# [Description of the task]
Go through the records that follow and tally the lines with "blurred" in them; answer with the number alone.

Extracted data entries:

━━━━━━━━━━━━━━━━━━━━

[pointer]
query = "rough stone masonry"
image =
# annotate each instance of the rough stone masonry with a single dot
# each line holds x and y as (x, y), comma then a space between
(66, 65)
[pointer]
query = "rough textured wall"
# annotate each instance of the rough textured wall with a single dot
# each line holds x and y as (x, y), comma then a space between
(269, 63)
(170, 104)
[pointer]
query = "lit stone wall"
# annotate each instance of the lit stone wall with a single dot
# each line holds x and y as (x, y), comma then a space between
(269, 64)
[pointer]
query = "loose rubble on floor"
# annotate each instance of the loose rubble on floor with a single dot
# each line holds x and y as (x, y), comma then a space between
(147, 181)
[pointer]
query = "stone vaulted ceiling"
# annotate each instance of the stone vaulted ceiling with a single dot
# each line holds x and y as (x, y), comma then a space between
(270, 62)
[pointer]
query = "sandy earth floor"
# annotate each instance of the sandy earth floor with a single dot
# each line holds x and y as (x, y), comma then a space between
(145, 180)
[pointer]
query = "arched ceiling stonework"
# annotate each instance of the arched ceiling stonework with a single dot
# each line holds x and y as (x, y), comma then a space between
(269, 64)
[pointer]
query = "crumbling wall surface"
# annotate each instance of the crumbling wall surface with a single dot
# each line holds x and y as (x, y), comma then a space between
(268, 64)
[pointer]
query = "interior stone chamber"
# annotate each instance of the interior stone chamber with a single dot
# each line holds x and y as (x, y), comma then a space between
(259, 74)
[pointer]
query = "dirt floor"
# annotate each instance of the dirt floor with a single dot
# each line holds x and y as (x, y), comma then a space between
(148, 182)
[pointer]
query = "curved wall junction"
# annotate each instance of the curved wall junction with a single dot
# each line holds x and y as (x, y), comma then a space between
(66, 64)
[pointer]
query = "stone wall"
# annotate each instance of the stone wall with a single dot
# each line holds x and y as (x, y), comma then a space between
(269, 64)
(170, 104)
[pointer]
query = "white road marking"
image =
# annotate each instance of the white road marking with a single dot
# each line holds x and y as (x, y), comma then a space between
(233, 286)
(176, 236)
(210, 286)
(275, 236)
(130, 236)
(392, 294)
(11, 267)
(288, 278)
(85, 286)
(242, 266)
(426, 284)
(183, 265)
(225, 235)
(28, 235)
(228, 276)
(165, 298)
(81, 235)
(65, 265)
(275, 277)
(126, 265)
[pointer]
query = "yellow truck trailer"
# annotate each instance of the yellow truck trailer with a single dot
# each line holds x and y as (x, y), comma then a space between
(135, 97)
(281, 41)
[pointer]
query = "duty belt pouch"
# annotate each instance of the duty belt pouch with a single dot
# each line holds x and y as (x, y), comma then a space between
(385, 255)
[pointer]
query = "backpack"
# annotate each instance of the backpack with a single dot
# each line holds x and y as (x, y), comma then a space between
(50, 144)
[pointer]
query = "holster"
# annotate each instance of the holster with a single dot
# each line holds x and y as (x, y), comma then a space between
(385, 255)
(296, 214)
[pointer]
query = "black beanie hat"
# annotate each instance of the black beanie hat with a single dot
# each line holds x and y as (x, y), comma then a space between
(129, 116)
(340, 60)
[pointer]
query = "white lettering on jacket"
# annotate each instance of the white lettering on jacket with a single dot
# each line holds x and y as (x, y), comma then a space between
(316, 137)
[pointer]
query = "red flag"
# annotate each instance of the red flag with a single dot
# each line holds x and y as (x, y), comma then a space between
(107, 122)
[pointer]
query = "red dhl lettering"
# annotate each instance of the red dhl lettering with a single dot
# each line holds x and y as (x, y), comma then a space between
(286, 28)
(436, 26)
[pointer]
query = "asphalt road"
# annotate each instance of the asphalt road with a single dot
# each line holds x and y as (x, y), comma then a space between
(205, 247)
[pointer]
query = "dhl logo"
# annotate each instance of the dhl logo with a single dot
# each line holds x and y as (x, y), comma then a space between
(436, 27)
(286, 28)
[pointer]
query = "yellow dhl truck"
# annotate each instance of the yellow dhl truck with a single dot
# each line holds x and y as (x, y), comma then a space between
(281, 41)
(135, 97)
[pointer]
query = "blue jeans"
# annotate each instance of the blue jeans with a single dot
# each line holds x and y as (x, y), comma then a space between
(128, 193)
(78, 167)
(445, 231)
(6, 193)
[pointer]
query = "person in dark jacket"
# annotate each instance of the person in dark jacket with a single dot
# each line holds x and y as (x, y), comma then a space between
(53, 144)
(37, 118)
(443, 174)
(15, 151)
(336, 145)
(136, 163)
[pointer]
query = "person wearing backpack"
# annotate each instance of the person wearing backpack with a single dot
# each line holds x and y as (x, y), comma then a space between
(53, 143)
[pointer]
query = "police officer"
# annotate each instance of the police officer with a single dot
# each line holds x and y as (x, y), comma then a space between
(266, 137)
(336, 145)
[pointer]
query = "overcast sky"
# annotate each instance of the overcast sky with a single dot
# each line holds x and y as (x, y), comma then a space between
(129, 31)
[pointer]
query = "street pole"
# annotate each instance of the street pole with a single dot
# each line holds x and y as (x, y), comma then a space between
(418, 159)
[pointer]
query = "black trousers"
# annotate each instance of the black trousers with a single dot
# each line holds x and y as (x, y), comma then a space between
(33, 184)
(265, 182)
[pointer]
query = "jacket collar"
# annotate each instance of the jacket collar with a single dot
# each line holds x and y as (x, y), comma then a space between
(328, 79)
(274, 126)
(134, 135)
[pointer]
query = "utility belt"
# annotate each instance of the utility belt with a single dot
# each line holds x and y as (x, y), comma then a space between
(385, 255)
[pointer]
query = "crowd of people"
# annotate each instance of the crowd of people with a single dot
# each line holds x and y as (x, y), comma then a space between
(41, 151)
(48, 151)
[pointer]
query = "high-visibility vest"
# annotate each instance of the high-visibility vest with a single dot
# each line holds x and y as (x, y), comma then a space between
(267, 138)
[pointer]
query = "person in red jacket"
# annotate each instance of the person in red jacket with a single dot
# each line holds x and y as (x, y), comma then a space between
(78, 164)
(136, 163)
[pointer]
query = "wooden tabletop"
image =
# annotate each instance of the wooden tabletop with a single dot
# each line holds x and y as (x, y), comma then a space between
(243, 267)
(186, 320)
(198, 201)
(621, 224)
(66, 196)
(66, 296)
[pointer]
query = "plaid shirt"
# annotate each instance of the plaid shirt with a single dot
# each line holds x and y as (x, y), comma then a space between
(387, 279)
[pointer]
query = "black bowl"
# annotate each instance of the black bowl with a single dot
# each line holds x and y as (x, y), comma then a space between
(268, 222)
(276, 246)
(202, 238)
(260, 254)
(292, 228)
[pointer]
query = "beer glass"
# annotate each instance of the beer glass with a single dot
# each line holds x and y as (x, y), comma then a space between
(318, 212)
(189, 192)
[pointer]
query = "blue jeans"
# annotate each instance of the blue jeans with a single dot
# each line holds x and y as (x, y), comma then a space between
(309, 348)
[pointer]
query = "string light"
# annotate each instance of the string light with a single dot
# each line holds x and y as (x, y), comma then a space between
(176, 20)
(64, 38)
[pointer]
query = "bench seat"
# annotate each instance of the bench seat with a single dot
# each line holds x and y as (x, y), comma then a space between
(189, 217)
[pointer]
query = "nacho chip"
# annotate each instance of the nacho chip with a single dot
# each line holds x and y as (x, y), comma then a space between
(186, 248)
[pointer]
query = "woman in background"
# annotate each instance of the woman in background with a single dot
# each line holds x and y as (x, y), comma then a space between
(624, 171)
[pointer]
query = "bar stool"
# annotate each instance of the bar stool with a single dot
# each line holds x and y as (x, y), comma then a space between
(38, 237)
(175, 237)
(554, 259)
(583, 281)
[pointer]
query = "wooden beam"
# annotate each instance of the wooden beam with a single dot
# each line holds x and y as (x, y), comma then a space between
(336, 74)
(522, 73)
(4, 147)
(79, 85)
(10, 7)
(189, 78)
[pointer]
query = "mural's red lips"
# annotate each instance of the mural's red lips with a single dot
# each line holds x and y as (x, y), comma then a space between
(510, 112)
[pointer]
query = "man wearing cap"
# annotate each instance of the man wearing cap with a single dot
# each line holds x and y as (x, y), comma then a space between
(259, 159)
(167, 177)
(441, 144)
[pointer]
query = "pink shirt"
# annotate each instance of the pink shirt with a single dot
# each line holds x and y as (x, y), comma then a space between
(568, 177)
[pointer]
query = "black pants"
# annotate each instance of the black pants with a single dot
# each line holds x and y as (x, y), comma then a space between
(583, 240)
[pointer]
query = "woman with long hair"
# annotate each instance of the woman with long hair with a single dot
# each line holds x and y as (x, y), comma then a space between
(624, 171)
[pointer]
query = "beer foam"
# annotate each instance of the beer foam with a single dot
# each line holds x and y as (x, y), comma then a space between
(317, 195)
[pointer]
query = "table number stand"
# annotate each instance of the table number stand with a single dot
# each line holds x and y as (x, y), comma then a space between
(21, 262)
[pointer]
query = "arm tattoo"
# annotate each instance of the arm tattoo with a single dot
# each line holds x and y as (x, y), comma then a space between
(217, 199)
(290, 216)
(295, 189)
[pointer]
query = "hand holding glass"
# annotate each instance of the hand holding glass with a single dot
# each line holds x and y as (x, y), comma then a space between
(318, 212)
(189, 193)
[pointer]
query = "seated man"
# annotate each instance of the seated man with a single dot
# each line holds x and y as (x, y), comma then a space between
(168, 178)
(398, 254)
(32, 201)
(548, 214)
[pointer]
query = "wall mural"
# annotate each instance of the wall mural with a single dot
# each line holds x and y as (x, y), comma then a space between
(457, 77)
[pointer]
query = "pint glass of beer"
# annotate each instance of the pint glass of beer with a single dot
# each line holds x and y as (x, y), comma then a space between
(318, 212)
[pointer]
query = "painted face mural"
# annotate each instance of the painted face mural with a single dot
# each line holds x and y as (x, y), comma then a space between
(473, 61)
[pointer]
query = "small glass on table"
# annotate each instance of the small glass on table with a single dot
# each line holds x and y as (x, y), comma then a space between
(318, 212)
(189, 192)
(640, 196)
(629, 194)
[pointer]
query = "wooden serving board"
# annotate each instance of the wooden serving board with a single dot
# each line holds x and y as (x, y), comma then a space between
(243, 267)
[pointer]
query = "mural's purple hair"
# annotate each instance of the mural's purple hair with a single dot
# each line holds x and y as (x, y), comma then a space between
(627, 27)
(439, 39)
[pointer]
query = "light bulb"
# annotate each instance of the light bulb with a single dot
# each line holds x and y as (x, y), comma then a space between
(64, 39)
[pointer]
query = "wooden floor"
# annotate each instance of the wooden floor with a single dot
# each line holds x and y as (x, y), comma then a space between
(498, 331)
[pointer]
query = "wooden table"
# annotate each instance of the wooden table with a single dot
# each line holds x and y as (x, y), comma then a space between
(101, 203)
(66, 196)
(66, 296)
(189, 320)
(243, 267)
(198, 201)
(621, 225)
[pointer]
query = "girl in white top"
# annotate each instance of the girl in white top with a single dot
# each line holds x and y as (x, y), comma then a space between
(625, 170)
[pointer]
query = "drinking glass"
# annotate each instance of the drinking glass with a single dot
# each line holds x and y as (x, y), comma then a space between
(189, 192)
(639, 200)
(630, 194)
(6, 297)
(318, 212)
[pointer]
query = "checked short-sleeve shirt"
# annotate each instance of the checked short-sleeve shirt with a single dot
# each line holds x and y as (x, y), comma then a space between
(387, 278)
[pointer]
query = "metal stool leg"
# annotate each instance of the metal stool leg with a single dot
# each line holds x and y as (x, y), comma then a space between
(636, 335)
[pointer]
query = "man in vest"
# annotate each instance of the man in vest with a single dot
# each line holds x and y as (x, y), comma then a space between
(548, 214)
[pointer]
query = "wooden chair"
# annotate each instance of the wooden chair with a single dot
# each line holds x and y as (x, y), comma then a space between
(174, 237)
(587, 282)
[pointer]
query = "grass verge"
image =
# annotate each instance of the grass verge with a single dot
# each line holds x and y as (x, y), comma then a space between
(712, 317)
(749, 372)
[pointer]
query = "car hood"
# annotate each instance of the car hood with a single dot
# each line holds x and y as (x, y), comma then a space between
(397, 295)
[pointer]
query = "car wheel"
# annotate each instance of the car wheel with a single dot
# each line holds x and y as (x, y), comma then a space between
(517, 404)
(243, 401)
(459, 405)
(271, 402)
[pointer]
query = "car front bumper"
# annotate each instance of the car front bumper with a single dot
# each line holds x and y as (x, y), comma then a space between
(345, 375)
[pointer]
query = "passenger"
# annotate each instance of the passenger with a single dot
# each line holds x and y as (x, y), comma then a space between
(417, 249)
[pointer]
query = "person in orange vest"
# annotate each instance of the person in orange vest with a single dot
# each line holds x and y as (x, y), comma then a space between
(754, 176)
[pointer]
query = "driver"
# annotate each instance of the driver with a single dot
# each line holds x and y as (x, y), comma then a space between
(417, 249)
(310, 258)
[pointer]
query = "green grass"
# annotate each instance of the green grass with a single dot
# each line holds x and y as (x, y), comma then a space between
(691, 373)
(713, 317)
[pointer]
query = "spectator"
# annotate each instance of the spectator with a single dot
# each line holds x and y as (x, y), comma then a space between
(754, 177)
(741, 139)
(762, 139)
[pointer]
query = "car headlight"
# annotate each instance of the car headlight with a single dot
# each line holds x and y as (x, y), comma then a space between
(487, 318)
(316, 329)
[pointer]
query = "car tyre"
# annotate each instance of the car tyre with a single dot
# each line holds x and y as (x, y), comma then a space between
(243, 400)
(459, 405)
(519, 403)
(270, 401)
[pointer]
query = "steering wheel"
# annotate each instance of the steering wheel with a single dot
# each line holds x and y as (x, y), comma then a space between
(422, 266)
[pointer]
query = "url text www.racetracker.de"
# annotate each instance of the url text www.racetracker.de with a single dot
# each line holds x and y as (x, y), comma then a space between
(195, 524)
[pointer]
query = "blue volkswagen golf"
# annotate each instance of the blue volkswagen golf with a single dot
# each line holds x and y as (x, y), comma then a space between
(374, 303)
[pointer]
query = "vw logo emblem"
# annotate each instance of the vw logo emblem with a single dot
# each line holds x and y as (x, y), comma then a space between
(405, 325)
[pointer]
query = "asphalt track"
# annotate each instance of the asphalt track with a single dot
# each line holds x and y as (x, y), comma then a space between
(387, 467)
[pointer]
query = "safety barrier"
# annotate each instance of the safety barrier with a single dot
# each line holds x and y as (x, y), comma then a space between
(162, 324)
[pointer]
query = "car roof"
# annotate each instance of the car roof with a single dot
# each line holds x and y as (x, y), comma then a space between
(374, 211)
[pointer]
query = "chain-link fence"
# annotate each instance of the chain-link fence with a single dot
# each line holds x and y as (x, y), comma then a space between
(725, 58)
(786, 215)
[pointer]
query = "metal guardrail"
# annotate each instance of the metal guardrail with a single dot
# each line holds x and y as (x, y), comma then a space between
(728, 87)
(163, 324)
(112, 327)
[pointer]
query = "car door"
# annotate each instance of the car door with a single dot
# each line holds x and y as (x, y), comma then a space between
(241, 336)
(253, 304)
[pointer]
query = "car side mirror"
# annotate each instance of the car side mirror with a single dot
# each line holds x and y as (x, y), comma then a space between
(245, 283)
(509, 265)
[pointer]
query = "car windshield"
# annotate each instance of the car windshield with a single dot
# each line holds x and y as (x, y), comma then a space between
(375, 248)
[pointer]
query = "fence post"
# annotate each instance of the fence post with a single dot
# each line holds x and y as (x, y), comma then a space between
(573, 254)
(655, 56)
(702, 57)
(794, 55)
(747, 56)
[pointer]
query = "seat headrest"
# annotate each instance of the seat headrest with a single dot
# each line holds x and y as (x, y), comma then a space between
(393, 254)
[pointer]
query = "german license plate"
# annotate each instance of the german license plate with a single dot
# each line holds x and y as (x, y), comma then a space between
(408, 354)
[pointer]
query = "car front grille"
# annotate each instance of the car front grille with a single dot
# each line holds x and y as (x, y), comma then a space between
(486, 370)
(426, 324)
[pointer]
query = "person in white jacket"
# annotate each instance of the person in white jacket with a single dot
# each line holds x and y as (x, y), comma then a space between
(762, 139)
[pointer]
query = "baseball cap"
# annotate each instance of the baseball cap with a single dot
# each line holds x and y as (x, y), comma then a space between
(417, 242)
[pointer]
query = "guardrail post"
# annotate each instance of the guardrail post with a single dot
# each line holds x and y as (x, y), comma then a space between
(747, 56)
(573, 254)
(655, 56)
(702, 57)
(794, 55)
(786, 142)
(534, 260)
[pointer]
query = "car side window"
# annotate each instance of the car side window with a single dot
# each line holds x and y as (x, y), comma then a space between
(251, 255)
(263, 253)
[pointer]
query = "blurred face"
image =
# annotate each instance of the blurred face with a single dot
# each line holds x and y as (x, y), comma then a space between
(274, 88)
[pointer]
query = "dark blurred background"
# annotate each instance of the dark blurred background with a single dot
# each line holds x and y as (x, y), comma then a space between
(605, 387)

━━━━━━━━━━━━━━━━━━━━

# [Solution to this exercise]
4